REQUIRED WORK
**a)** Render this sentence from the passage on tribunals below into Spanish: "The term is derived from the tribunes, magistrates of the Classical Roman Republic."
**b)** Carry on the passage on tribunals below, picking up right after its final sentence.

PASSAGE PROVIDED

A tribunal, generally, is any person or institution with authority to judge, adjudicate on, or determine claims or disputes—whether or not it is called a tribunal in its title.
For example, an advocate who appears before a court with a single judge could describe that judge as "their tribunal." Many governmental bodies that are titled as "tribunals" are described so in order to emphasize that they are not courts of normal jurisdiction. For example, the International Criminal Tribunal for Rwanda was a body specially constituted under international law; in Great Britain, employment tribunals are bodies set up to hear specific employment disputes. In many (but not all) cases, the word tribunal implies a judicial (or quasi-judicial) body with a lesser degree of formality than a court, in which the normal rules of evidence and procedure may not apply, and whose presiding officers are frequently neither judges, nor magistrates. Private judicial bodies are also often styled "tribunals." The word tribunal, however, is not conclusive of a body's function—for example, in Great Britain, the Employment Appeal Tribunal is a superior court of record.

The term is derived from the tribunes, magistrates of the Classical Roman Republic. "Tribunal" originally referred to the office of the tribunes, and the term is still sometimes used in this sense in historical writings. The tribunal was the platform upon which the presiding authority sat; having a raised position physically as symbolic of his higher position in regard to the adjudication of the law.

DATA SEGMENT
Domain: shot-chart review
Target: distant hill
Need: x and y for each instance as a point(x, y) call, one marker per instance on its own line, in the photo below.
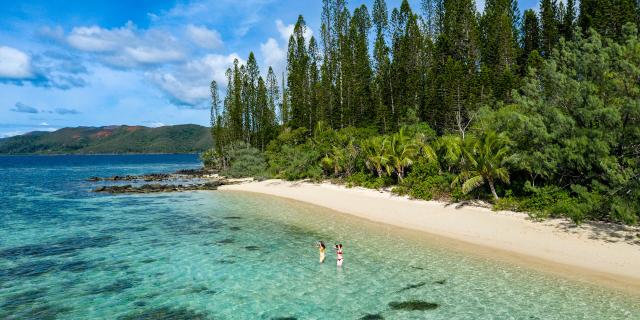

ANSWERS IN ORDER
**a)** El término deriva de los tribunos, magistrados de la República romana clásica.

**b)**
By country

Australia
In Australia, the term tribunal generally implies a judicial body with a lesser degree of formality than a court, with a simplified legal procedure, often presided over by a lawyer (solicitor or barrister) who is not a judge or magistrate (often referred to as a member of the tribunal). In many cases the lawyers who function as tribunal members do so only on a part-time basis, and spend the greater part of their time carrying out other aspects of legal practice, such as representing clients. In many cases, the formal rules of evidence which apply in courts do not apply in tribunals, which enables tribunals to hear forms of evidence which courts may not be allowed to consider. Tribunals generally deal with simpler matters; while legal representation is permitted and not uncommon, self-representation is much more common in tribunals than in courts, and tribunal members and registry staff are generally more accustomed to dealing with self-represented parties than courts are. Appeal from a tribunal is to a court.

Tribunals in the Australian judicial system include:
Administrative Appeals Tribunal
Migration Review Tribunal
New South Wales Civil and Administrative Tribunal
Queensland Civil and Administrative Tribunal
State Administrative Tribunal of Western Australia
Victorian Civil and Administrative Tribunal
South Australian Civil and Administration Tribunal

In several Australian states, tribunals function as the equivalent of a small claims court.

In the context of sport, "tribunal" frequently refers to the AFL Tribunal, the disciplinary body of the Australian Football League.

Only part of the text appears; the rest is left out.